▶ EXERCISE TASK: State how many lines of the material below contain the word "asphalt", and give only that number.

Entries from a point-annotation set
--

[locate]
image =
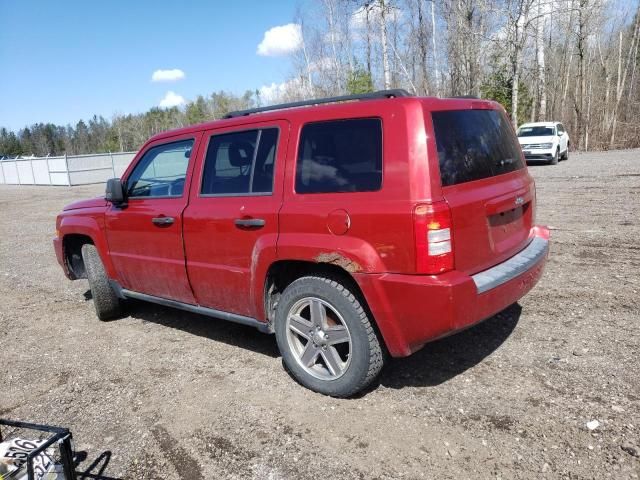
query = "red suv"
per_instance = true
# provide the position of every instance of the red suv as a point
(351, 227)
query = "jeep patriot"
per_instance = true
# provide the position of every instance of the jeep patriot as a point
(352, 227)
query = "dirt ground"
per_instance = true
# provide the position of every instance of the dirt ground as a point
(167, 394)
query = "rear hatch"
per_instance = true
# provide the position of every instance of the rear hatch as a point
(486, 184)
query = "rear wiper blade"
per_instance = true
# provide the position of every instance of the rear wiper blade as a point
(504, 161)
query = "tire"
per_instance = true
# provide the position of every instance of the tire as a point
(335, 350)
(105, 300)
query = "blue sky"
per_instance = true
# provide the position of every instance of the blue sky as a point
(64, 60)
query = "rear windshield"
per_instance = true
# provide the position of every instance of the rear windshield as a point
(474, 144)
(535, 131)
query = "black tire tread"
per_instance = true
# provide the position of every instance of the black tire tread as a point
(377, 357)
(105, 300)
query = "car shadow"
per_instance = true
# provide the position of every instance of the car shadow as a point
(211, 328)
(444, 359)
(436, 363)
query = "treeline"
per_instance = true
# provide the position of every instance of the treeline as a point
(122, 133)
(574, 61)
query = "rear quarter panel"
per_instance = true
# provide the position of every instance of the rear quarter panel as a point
(380, 233)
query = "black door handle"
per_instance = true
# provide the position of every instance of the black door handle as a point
(249, 222)
(162, 220)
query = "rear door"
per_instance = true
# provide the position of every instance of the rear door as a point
(486, 184)
(145, 236)
(232, 218)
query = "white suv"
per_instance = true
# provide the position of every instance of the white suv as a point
(544, 141)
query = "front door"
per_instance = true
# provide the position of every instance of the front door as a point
(145, 236)
(232, 217)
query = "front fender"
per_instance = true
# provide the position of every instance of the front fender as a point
(91, 224)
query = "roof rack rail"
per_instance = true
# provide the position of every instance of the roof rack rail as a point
(344, 98)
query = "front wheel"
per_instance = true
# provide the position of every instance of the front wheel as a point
(105, 300)
(325, 337)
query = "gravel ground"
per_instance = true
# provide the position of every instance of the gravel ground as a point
(166, 394)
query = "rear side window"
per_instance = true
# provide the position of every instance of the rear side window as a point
(474, 144)
(340, 156)
(240, 163)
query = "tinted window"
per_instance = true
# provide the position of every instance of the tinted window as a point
(241, 162)
(536, 131)
(340, 156)
(161, 171)
(474, 144)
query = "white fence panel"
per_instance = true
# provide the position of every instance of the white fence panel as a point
(67, 170)
(10, 173)
(40, 171)
(86, 177)
(25, 174)
(58, 171)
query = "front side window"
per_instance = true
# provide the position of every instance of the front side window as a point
(240, 163)
(340, 156)
(536, 131)
(161, 172)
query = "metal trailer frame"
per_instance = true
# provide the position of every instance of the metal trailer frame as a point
(59, 435)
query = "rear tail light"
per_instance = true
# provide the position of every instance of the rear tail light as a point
(434, 242)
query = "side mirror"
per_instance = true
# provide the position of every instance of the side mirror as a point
(114, 192)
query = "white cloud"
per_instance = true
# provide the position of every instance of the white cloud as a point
(171, 99)
(172, 75)
(281, 40)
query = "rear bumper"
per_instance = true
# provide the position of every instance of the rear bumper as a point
(411, 310)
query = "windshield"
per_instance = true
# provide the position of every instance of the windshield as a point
(536, 131)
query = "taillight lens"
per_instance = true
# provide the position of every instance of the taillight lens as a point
(434, 241)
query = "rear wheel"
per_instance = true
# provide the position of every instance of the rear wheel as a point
(325, 337)
(105, 300)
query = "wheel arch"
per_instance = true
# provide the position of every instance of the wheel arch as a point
(282, 273)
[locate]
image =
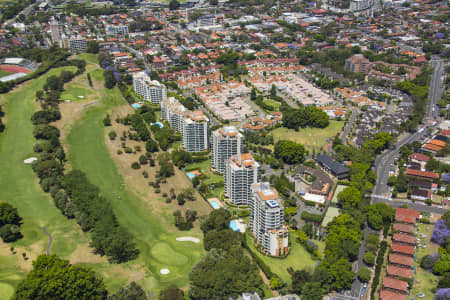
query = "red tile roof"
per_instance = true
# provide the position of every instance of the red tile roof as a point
(404, 238)
(399, 259)
(395, 284)
(419, 156)
(407, 212)
(431, 175)
(404, 228)
(390, 295)
(401, 248)
(399, 271)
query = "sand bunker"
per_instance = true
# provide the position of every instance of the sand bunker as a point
(188, 239)
(30, 160)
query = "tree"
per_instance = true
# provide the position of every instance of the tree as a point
(54, 278)
(171, 293)
(290, 152)
(349, 198)
(369, 258)
(110, 81)
(364, 274)
(92, 47)
(9, 215)
(130, 292)
(174, 5)
(312, 291)
(217, 220)
(299, 279)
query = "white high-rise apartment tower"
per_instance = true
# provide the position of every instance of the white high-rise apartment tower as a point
(226, 143)
(241, 172)
(267, 220)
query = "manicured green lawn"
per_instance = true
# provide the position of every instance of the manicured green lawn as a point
(75, 92)
(4, 73)
(424, 281)
(311, 138)
(89, 57)
(298, 258)
(19, 185)
(158, 248)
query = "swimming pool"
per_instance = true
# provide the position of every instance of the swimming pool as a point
(214, 204)
(190, 175)
(233, 226)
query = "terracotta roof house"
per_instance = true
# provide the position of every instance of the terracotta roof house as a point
(396, 285)
(404, 239)
(390, 295)
(404, 228)
(401, 260)
(396, 271)
(422, 174)
(402, 249)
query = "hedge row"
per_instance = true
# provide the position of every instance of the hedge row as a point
(380, 260)
(311, 217)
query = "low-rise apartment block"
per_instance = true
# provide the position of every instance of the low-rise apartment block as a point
(151, 90)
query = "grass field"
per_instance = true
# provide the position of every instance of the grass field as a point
(19, 186)
(424, 281)
(298, 258)
(4, 73)
(157, 244)
(311, 138)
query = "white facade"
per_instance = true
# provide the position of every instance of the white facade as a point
(195, 132)
(151, 90)
(241, 172)
(116, 30)
(193, 125)
(173, 112)
(77, 44)
(226, 143)
(267, 220)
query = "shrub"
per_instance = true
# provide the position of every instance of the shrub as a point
(112, 135)
(369, 258)
(364, 274)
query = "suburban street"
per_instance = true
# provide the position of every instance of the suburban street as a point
(436, 87)
(385, 162)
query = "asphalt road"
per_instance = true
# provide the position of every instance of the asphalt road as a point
(349, 126)
(385, 161)
(436, 87)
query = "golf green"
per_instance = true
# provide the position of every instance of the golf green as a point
(158, 247)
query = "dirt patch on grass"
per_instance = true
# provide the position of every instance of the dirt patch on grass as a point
(70, 113)
(135, 180)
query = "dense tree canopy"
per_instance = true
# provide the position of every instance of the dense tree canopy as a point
(55, 278)
(309, 116)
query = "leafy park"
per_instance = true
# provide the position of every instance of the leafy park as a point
(311, 138)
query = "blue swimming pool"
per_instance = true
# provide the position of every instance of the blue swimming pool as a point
(190, 175)
(233, 225)
(214, 204)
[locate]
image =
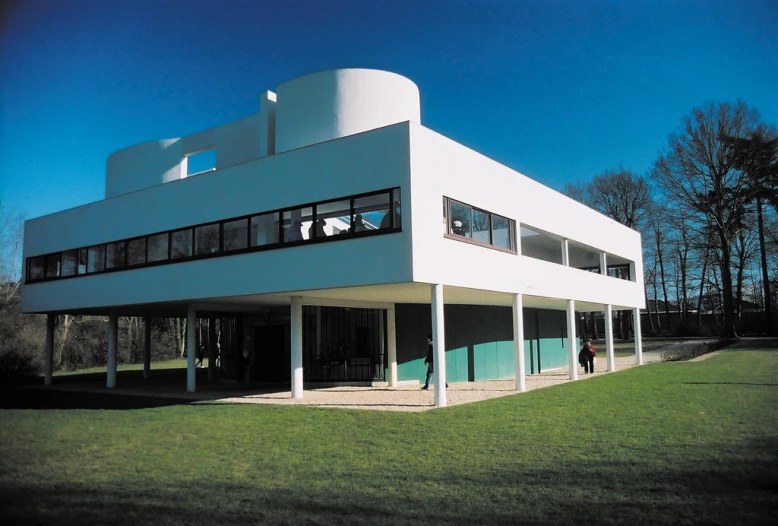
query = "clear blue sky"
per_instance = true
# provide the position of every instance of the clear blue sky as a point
(559, 90)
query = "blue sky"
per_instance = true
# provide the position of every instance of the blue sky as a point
(559, 90)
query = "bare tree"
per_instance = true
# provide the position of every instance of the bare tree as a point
(697, 173)
(576, 191)
(620, 195)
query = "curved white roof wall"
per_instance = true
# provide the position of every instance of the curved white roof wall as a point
(143, 165)
(340, 102)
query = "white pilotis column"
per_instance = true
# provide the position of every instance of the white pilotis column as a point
(146, 347)
(565, 253)
(49, 359)
(191, 351)
(113, 331)
(573, 348)
(520, 367)
(391, 344)
(638, 337)
(297, 347)
(609, 337)
(438, 345)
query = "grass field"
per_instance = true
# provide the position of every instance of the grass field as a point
(682, 443)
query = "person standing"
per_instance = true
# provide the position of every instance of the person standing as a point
(586, 357)
(429, 361)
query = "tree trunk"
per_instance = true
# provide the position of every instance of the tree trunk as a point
(726, 288)
(67, 322)
(769, 327)
(702, 289)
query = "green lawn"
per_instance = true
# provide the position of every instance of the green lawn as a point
(178, 363)
(682, 443)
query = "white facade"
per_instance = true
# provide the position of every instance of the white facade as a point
(323, 137)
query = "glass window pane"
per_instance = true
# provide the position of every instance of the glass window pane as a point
(264, 229)
(69, 262)
(82, 257)
(336, 215)
(136, 251)
(158, 247)
(236, 234)
(501, 232)
(481, 226)
(36, 268)
(115, 253)
(181, 244)
(52, 266)
(95, 259)
(369, 211)
(297, 224)
(460, 219)
(207, 239)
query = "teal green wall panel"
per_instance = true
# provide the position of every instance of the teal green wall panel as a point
(505, 361)
(479, 341)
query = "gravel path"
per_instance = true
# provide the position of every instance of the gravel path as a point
(411, 398)
(408, 397)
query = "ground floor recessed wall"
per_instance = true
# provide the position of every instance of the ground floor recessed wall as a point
(479, 341)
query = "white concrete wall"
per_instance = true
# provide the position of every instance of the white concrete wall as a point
(441, 167)
(156, 162)
(335, 103)
(357, 164)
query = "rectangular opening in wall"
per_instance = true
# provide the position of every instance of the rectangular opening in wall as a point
(235, 234)
(36, 268)
(181, 244)
(158, 245)
(540, 245)
(95, 259)
(53, 266)
(207, 239)
(69, 262)
(136, 251)
(115, 254)
(583, 257)
(200, 162)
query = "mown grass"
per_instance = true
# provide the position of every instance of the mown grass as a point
(178, 363)
(682, 443)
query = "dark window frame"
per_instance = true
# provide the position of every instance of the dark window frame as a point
(449, 234)
(394, 198)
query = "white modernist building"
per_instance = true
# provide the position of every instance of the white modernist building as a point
(326, 236)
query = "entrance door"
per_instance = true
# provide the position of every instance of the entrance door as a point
(269, 364)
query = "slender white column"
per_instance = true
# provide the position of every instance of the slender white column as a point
(520, 368)
(146, 347)
(297, 347)
(609, 337)
(191, 349)
(438, 345)
(565, 253)
(573, 354)
(638, 337)
(391, 344)
(113, 331)
(49, 359)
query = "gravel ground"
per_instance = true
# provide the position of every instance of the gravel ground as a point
(407, 397)
(411, 398)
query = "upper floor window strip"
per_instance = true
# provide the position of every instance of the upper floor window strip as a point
(466, 222)
(354, 216)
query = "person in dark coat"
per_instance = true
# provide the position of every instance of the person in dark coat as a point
(586, 357)
(428, 361)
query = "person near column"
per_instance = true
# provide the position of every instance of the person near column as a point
(586, 357)
(428, 361)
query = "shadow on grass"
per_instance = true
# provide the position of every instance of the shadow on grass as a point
(14, 397)
(731, 383)
(736, 491)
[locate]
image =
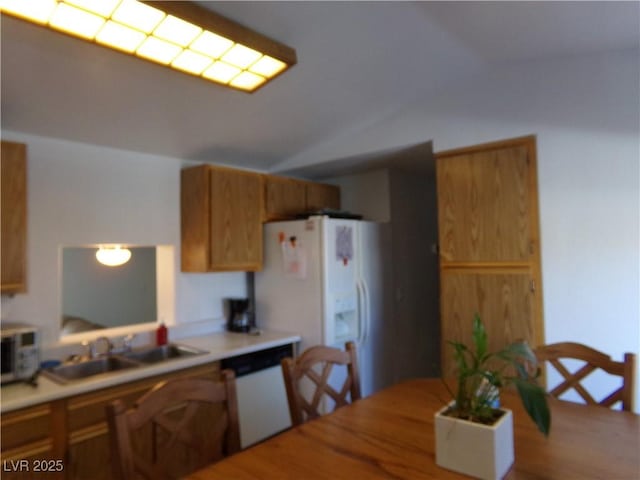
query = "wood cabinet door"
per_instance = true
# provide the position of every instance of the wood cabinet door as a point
(236, 214)
(284, 197)
(13, 206)
(505, 301)
(489, 244)
(29, 440)
(484, 204)
(321, 195)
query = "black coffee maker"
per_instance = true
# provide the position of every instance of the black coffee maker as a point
(239, 317)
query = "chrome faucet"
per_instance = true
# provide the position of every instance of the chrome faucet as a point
(94, 352)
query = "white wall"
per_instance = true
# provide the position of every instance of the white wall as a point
(586, 115)
(82, 194)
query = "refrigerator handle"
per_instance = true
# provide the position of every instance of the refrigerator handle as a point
(363, 311)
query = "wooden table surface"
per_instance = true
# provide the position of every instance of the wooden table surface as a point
(391, 435)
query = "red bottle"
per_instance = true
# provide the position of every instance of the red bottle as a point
(161, 334)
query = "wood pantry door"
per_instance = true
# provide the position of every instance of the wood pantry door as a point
(489, 245)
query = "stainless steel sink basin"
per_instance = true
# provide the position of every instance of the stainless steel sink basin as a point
(69, 372)
(111, 364)
(162, 353)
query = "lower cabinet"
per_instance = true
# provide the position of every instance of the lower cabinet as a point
(31, 443)
(69, 439)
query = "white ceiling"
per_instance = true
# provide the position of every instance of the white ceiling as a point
(357, 61)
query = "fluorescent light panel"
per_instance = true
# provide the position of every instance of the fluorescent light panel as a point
(160, 35)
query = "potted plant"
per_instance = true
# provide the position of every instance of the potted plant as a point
(474, 435)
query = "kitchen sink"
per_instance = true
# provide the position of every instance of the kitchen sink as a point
(68, 372)
(111, 364)
(162, 353)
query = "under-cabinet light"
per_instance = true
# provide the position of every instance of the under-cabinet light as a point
(181, 35)
(113, 256)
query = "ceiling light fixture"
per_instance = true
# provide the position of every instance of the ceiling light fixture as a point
(180, 35)
(113, 256)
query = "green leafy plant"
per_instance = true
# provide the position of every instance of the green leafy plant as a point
(482, 374)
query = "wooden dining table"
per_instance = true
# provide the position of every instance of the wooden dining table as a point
(391, 435)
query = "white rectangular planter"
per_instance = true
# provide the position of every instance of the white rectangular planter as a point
(482, 451)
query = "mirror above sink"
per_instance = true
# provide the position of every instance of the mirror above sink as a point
(96, 297)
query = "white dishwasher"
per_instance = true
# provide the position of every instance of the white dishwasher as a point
(262, 399)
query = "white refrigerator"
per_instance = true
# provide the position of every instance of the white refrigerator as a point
(323, 278)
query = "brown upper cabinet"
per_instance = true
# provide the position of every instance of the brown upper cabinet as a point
(286, 197)
(222, 210)
(13, 206)
(221, 219)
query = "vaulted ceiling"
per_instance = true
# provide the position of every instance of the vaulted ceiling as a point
(357, 62)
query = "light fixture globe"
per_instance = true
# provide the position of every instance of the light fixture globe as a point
(113, 256)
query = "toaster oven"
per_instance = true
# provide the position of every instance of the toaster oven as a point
(20, 351)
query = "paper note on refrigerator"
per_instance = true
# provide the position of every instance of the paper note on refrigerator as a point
(344, 243)
(294, 257)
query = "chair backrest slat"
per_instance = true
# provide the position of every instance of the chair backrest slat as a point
(169, 420)
(593, 360)
(303, 408)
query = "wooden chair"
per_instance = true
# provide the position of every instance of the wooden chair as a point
(593, 360)
(315, 366)
(177, 427)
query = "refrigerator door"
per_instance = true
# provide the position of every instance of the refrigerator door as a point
(342, 299)
(375, 352)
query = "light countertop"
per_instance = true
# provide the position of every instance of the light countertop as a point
(219, 345)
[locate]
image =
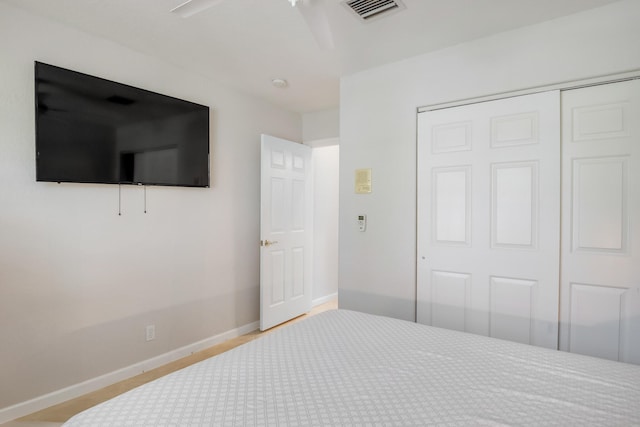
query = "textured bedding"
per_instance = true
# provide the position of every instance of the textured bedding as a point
(347, 368)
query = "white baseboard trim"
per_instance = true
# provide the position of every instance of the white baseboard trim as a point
(318, 301)
(25, 408)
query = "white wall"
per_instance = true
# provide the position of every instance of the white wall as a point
(78, 283)
(378, 130)
(321, 125)
(325, 222)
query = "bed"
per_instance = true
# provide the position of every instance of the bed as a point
(348, 368)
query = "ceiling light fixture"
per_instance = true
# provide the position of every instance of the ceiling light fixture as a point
(280, 83)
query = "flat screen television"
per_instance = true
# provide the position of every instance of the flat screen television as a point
(93, 130)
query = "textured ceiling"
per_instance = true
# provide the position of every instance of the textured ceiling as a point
(246, 43)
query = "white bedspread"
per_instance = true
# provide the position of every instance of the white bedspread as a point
(349, 368)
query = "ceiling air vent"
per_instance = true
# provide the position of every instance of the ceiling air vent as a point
(369, 9)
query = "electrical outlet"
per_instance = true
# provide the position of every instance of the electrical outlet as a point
(151, 332)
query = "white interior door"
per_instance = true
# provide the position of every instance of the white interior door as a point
(600, 283)
(286, 227)
(489, 218)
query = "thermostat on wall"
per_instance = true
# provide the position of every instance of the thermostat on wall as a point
(362, 222)
(363, 181)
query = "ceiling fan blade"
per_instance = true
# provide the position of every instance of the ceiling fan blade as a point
(314, 14)
(192, 7)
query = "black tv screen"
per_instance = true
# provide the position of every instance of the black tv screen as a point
(94, 130)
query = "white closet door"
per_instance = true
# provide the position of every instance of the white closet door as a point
(489, 218)
(600, 284)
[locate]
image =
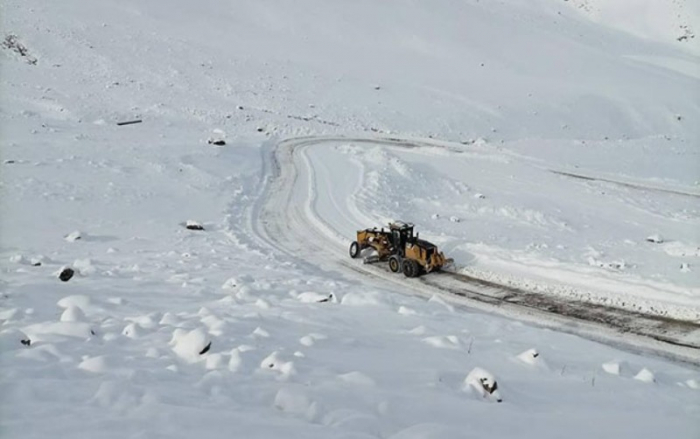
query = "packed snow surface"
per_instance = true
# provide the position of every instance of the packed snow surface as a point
(540, 144)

--

▶ WRITTEN SOLUTION: 2